Data for processing —

________________

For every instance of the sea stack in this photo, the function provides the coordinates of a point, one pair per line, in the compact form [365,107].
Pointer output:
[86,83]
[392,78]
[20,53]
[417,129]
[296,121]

________________

What you will do — Transcribe the lines above verbatim, keeping every character, bracket, and line break unchanged.

In response —
For every instance of the sea stack in this photo, the function provides the coordinates of a point, one pair per line, in the compact form [365,107].
Pointer output:
[86,83]
[392,78]
[20,53]
[417,129]
[296,121]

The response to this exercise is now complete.